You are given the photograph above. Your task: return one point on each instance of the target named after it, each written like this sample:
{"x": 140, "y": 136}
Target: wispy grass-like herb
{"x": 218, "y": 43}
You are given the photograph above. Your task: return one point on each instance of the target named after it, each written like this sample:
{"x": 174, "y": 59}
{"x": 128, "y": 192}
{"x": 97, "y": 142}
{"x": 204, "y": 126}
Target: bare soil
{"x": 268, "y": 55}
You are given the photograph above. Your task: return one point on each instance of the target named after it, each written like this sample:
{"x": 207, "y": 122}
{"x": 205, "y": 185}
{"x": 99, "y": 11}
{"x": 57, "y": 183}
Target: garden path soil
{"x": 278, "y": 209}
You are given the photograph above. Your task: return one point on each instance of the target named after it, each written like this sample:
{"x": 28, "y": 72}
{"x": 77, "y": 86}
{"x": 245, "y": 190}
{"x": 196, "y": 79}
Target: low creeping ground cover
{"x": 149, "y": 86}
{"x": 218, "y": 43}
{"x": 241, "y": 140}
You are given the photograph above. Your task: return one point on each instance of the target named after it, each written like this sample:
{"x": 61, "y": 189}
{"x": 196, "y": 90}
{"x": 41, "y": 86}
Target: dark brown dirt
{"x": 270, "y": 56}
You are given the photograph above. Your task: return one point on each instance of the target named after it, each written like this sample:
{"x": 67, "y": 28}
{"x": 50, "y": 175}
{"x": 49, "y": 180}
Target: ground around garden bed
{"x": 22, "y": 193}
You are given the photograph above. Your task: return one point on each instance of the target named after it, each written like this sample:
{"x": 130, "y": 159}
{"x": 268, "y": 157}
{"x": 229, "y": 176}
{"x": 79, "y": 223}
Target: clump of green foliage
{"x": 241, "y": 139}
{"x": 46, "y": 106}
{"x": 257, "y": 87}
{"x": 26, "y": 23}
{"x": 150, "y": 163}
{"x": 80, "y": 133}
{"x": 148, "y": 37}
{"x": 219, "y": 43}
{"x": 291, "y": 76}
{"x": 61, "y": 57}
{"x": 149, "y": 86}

• • • • • • •

### WHAT YOU ARE ASKED TO DO
Write the listing out again, matching every line exactly.

### COMPLETED EXERCISE
You are given the photograph above. Your task: return one point on each instance of the target named after it, each written like this sample:
{"x": 140, "y": 136}
Target: wispy grass-like herb
{"x": 218, "y": 43}
You are given the photograph above. Your task: return one point on each instance of the target named after it, each written like this sample:
{"x": 174, "y": 59}
{"x": 128, "y": 192}
{"x": 97, "y": 142}
{"x": 204, "y": 126}
Target: bare soil
{"x": 268, "y": 55}
You are given the photograph above. Your task: return one point on each instance of the target named after it, each written like this sample:
{"x": 207, "y": 122}
{"x": 205, "y": 185}
{"x": 99, "y": 11}
{"x": 57, "y": 183}
Target: garden path soil
{"x": 278, "y": 209}
You are given the photograph above. Your task: return one point on each instance of the target named after it, each written like this sample:
{"x": 28, "y": 72}
{"x": 77, "y": 86}
{"x": 245, "y": 190}
{"x": 196, "y": 79}
Target: low creeping ground cover
{"x": 149, "y": 86}
{"x": 218, "y": 43}
{"x": 241, "y": 140}
You are given the photograph above. Your task: return one point on each instance of the target named after it, each written like this sample:
{"x": 61, "y": 189}
{"x": 196, "y": 90}
{"x": 41, "y": 86}
Target: dark brown dirt
{"x": 270, "y": 56}
You are given the photograph above. Your task: return one point on each instance of the target named after it, each written like this sample:
{"x": 67, "y": 28}
{"x": 50, "y": 175}
{"x": 49, "y": 180}
Target: ground around garden bed
{"x": 22, "y": 193}
You are given the photograph above. Your task: return one point on each instance of the target named after it, each written like this sample:
{"x": 130, "y": 159}
{"x": 268, "y": 157}
{"x": 229, "y": 176}
{"x": 79, "y": 223}
Target: clump of green foliage
{"x": 241, "y": 139}
{"x": 46, "y": 106}
{"x": 257, "y": 87}
{"x": 26, "y": 23}
{"x": 150, "y": 163}
{"x": 80, "y": 133}
{"x": 148, "y": 37}
{"x": 219, "y": 43}
{"x": 291, "y": 76}
{"x": 61, "y": 57}
{"x": 149, "y": 86}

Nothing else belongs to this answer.